──────── Tekst

Ik verlang en sta in brand. Van Sapfo tot Sulpicia.

Mocht u voor een volgende lockdown het plan hebben om de verzamelde bibliotheek van Griekse en Romeinse schrijvers integraal te lezen, dan wensen we u veel succes. Het is een haalbaar, maar ambitieus plan. Wilt u die uitdaging beperken tot de overgeleverde teksten die door een vrouwenhand neergepend zijn, dan is er goed nieuws. Dat is ons gelukt in een dikke twee uur, duiding en toelichting inbegrepen. Mieke De Vos heeft alle fragmenten van de negen overgebleven schrijfsters (acht Griekse, één Romeinse) vertaald en toegelicht. Uitgeverij Athenaeum heeft die uitgebracht in de reeks Salamander Klassiek, voor de gelegenheid met een rozige achterflap die het wat frivoler maakt – dat had niet gehoeven.    

Het lijkt ontstellend hoe weinig er over is van dit oeuvre en dat is het voor een deel ook, maar de evidente conclusie dat dat komt omdat ze geschreven zijn door vrouwen, gaat niet helemaal op. Er zijn om te beginnen zo’n 3000 mannelijke schrijvers bekend, tegenover een honderdtal vrouwen. Vrouwen hadden geen luide stem in het maatschappelijk debat en dus ook niet in de literatuur. Vernauwen we de man-vrouwvergelijking tot het genre waarin de dichteressen actief waren, dan zien we dat er ook veel door mannen geschreven lyriek is verdwenen. Er wordt daar meestal een dialect gehanteerd, dat een stuk minder gelezen werd en dus makkelijker verdween. Er was dus niet meteen sprake van het onderdrukken van de vrouwelijke stem in de literatuur, althans niet in de oudheid. Wel is het zo dat de overlevering in handen was van mannen en dat die dan ook vaak voor de gedichten kozen waarin vrouwen het over zachtere onderwerpen hebben.

────────────────
──────── Geëxtraheerde gegevens

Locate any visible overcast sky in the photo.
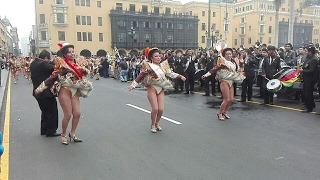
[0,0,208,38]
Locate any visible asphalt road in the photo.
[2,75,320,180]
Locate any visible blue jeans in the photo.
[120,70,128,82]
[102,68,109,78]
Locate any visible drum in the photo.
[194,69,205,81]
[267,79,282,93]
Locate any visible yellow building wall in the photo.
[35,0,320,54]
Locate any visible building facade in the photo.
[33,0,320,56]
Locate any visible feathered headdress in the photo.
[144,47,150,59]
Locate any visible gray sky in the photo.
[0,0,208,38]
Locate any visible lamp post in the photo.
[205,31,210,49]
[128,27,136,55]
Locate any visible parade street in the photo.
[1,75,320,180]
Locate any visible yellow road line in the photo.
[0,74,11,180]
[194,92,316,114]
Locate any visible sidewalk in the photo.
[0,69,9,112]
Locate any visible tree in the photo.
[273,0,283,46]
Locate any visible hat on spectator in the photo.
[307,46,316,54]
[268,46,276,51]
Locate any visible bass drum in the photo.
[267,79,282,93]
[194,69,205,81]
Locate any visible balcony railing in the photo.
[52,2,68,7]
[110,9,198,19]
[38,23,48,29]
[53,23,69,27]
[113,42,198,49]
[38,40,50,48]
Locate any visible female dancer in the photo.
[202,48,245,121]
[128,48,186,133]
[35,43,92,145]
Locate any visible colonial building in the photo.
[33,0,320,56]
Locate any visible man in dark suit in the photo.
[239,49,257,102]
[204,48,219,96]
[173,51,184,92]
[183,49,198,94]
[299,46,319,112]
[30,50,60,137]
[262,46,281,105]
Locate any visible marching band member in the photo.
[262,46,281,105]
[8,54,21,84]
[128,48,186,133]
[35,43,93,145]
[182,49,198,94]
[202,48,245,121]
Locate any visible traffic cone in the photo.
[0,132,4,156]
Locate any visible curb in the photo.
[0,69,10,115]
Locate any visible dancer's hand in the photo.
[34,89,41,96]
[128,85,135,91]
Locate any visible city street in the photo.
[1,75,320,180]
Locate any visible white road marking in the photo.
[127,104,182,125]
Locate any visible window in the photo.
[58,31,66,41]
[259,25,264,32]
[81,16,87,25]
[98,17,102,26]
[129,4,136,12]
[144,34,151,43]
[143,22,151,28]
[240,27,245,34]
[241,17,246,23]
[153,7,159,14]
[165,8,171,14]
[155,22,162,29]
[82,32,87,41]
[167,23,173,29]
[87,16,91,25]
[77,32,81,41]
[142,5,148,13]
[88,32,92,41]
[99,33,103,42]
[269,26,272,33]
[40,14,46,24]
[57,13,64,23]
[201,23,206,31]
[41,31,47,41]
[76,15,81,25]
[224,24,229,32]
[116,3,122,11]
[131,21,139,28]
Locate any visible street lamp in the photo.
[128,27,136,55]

────────────────
──────── Geëxtraheerde gegevens

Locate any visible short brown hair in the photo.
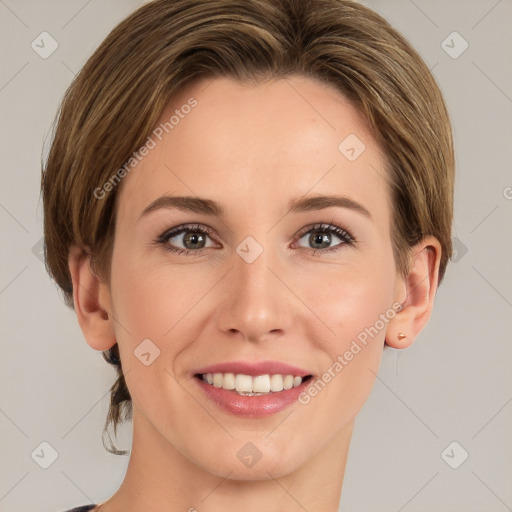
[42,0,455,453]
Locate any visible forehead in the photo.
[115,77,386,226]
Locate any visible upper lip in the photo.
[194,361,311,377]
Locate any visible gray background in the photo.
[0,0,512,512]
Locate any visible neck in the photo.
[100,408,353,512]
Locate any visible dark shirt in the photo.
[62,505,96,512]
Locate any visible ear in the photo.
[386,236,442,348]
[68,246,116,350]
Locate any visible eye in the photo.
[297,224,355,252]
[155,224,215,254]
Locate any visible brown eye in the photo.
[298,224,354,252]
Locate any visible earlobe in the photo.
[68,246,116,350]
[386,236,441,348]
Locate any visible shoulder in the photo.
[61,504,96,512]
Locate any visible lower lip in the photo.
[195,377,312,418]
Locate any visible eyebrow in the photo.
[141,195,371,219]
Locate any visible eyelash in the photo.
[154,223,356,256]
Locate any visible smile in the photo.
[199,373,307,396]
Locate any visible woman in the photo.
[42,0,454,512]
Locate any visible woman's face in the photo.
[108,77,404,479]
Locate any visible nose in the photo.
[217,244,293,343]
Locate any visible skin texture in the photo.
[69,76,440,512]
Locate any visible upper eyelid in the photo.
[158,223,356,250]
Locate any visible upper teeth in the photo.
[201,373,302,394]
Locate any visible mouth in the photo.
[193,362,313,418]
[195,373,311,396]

────────────────

Kun je de bespreking van de vertaalde Griekse en Romeinse schrijfsters voortzetten? Begin direct na de laatste zin.

Sapfo is ongetwijfeld de bekendste auteur in de bundel, al in de oudheid werd ze de tiende muze genoemd en werden haar versvormen door mannen geïmiteerd. Van haar kunnen we veel gedichten reconstrueren en soms ook nu nog uitbreiden met nieuwe vondsten. Maar ook andere auteurs zijn de moeite. We hebben het dan niet over Telesilla, die vooral bekend werd om haar militaire instinct en van wie slechts drie regeltjes over zijn. Maar bijvoorbeeld Erinna creëerde rond het spinnewiel, waar veel meisjes aan vast zaten, een hele wereld die een topos werd om onvervuld verlangen en een voortijdige dood weer te geven. Soms lijkt er zelfs bewust iets weggelaten. Anyte was minstens mee verantwoordelijk voor het scheppen van de bucolische wereld waarin herders zangwedstrijden houden voor nimfen en ander vrouwelijk schoon, maar meestal wordt dat enkel aan Theocritus toegeschreven. Het geeft te denken dat men van Sulpicia, de enige Romeinse schrijfster, lange tijd dacht dat het om een pseudoniem van een man ging.
 
Er is veel zorg besteed aan de vertaling en de bespreking is kort, maar uitstekend. Als je leest wat er over blijft, dan is het des te pijnlijker dat we zo veel verloren zijn. Laten we hopen dat er hier en daar nog wat opduikt en alvast blij zijn dat deze poëzie nu thematisch in één mooie uitgave is ontsloten.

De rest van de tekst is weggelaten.